■ **DATA TO PROCESS**
########

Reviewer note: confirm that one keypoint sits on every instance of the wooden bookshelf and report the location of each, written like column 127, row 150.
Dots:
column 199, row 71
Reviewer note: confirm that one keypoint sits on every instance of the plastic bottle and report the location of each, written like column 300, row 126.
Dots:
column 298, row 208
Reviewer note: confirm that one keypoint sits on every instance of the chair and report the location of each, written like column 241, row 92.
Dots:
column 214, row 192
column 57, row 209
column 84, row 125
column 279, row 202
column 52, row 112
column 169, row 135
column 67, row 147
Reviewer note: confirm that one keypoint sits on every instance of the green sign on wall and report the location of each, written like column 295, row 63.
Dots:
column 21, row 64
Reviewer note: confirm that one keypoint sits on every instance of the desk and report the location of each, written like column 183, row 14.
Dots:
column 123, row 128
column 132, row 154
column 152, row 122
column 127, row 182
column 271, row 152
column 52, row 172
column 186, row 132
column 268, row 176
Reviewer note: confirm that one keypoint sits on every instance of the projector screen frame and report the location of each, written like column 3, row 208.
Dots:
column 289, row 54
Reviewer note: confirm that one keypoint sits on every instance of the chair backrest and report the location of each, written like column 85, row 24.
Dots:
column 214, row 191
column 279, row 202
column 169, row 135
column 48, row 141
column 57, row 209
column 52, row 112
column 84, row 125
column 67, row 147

########

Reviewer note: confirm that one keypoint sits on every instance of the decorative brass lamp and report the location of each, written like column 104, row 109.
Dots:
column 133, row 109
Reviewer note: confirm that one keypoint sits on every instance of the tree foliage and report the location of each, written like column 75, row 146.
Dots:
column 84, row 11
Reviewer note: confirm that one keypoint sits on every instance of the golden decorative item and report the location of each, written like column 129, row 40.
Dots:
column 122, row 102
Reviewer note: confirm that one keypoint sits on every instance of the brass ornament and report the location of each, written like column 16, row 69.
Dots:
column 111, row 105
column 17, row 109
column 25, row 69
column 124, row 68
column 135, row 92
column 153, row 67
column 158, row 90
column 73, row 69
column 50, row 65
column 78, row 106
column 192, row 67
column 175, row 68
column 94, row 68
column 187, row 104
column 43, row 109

########

Copy the entries word for word, starting at the line with "241, row 92." and ending at the line with "column 21, row 64", with both of those lines included.

Reviewer note: confirm that one keypoint sits on every instance of the chair and report the location of each, written like column 241, row 92.
Dots:
column 214, row 192
column 57, row 209
column 84, row 125
column 279, row 202
column 52, row 112
column 169, row 135
column 67, row 147
Reviewer note: confirm that one keypoint sits on every instance of the green sign on wall and report the location of each, written like column 295, row 63.
Dots:
column 21, row 64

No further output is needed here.